Por uma Polícia Federal republicana

Desde a redemocratização com a Constituição de 1988 alguns chefes do executivo brasileiro usaram politicamente a cadeira de ministro da Justiça. Nos oito anos do governo tucano de Fernando Cardoso (FC), de 1995 a 2002, foram nove personagens que ocuparam aquele cargo. E neste mesmo período a Polícia Federal (PF) teve cinco diretores, com incontáveis crises. Apesar dos escândalos que marcaram a sua gestão, FC por meio de suas forças políticas no Congresso impediu ou abortou a realização de qualquer CPI (Comissão Parlamentar de Inquérito), contando também com o brilhante desempenho do procurador geral da República, Geraldo Brindeiro, que arquivou todas as denúncias contra Cardoso (Farra do Proer, Caso Sinvam, Pasta Rosa, Propinas para a sua Reeleição, Privataria Tucana etc.), sendo por isso batizado de “Engavetador-Geral”. Além disso, o tucano contou com o silêncio da Rede Globo sobre esses escândalos. Tudo passou desapercebidamente pela opinião pública. Como rezava a máxima de Roberto Marinho, “mais importante do que a notícia que você publica, são os fatos que você omite”.

:: TAREFA A ::
Quantas pessoas ocuparam o cargo de ministro da Justiça nos oito anos do governo de Fernando Cardoso, segundo o texto sobre a Polícia Federal?
:: TAREFA B ::
Por que, de acordo com o texto sobre a Polícia Federal, Geraldo Brindeiro recebeu o apelido de “Engavetador-Geral”?
A listagem a seguir é um material à parte, independente do texto.

:: Registros de dados salvos ::
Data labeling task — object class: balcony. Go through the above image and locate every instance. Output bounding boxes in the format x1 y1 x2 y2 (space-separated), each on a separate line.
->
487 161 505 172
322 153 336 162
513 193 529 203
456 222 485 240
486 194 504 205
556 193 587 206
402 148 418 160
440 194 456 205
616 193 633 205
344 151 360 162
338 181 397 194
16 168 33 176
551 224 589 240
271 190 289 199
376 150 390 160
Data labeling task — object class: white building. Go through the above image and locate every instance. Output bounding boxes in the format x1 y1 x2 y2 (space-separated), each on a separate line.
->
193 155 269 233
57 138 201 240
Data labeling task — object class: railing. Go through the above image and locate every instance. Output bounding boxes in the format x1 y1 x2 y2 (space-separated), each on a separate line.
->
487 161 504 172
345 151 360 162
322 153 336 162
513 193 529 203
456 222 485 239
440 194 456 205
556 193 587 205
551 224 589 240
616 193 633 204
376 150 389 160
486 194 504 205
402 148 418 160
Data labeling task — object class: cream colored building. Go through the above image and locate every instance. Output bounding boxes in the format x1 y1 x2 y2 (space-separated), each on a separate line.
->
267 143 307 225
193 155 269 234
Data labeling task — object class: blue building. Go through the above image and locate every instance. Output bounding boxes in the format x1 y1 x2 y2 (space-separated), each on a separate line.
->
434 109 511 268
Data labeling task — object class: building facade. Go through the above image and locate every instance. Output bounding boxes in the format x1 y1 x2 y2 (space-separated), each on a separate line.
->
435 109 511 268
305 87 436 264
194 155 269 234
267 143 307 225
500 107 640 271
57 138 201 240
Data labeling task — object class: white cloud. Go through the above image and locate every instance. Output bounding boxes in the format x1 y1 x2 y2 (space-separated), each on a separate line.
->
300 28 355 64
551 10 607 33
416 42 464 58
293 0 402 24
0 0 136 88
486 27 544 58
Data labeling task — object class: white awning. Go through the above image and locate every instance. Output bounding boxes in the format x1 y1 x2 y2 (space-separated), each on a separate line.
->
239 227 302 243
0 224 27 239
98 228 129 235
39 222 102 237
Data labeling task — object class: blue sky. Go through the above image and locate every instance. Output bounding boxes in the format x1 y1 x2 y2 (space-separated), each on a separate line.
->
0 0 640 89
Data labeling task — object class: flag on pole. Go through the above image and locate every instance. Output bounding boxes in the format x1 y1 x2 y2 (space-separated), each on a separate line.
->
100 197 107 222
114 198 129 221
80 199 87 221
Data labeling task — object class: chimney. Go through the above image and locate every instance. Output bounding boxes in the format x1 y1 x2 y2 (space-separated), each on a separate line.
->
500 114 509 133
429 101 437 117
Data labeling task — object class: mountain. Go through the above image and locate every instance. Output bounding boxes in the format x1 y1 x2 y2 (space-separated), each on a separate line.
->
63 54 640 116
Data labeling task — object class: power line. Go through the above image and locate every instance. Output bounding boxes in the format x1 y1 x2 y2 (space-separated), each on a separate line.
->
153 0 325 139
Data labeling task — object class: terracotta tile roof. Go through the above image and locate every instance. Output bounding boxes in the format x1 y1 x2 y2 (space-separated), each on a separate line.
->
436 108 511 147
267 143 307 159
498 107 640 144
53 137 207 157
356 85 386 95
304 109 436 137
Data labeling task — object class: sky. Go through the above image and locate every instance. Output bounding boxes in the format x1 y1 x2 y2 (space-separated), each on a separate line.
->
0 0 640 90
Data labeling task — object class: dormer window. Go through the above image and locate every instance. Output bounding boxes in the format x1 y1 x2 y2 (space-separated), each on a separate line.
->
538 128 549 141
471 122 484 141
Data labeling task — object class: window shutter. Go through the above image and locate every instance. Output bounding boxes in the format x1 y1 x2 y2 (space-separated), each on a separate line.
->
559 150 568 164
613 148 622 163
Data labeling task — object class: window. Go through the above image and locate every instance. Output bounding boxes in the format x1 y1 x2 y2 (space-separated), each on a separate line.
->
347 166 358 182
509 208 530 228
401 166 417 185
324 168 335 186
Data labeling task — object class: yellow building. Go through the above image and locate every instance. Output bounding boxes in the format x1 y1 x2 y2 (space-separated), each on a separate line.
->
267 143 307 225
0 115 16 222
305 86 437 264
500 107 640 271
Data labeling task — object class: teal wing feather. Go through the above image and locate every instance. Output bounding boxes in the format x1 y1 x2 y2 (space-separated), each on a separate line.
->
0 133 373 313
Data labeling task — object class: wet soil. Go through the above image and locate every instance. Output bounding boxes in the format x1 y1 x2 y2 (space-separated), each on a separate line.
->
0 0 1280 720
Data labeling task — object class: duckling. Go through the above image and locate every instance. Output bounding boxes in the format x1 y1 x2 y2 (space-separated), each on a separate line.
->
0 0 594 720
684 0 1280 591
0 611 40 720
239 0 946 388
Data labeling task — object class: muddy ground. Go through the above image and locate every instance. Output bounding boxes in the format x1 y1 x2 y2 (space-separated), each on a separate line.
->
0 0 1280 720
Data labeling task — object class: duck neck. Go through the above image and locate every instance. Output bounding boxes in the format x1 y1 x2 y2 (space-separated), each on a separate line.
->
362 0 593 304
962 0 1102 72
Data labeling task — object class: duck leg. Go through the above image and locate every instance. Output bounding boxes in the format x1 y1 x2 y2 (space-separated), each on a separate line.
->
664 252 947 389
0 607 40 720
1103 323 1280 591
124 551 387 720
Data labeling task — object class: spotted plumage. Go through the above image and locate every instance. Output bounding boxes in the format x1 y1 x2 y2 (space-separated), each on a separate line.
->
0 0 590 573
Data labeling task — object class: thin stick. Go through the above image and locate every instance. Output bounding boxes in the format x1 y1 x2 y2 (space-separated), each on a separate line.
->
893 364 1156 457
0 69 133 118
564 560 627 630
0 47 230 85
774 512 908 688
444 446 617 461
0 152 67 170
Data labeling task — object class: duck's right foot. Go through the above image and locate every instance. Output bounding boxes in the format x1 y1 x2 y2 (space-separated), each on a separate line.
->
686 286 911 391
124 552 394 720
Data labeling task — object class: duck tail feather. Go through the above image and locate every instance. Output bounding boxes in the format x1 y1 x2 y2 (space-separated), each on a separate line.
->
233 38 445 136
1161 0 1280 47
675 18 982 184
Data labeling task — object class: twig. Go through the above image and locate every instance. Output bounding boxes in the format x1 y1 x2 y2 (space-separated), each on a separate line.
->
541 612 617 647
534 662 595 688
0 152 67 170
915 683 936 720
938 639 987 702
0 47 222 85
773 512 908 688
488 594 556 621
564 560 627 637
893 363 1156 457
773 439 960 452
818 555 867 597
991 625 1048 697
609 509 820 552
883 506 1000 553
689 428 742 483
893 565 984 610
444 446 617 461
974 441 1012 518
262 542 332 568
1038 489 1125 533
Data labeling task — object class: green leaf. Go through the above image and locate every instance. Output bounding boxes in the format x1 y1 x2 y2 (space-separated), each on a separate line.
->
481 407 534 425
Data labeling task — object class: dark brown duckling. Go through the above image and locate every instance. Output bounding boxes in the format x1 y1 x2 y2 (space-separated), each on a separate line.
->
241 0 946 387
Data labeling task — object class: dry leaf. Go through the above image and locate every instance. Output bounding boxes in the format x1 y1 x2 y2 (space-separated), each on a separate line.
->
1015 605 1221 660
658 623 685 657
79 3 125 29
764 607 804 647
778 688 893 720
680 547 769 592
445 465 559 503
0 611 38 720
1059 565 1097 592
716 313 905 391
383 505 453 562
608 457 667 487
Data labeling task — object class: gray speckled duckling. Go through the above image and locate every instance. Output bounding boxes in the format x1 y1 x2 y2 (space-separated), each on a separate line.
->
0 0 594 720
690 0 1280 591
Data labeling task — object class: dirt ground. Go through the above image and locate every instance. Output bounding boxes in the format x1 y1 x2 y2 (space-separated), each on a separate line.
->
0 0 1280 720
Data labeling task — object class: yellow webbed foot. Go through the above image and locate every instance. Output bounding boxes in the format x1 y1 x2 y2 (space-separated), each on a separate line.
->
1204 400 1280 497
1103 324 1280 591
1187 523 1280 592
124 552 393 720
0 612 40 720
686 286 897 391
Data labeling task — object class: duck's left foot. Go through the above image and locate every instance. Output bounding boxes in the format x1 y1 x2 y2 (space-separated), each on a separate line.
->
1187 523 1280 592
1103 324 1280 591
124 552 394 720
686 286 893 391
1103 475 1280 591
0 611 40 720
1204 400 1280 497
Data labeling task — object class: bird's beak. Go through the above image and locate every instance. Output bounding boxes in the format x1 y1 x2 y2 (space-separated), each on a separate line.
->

:: ÁREA DE RESPOSTA A ::
Nove pessoas.

:: ÁREA DE RESPOSTA B ::
Como procurador-geral da República, ele arquivou todas as denúncias contra Cardoso, entre elas a Farra do Proer, o Caso Sinvam e a Pasta Rosa. Por isso recebeu esse apelido.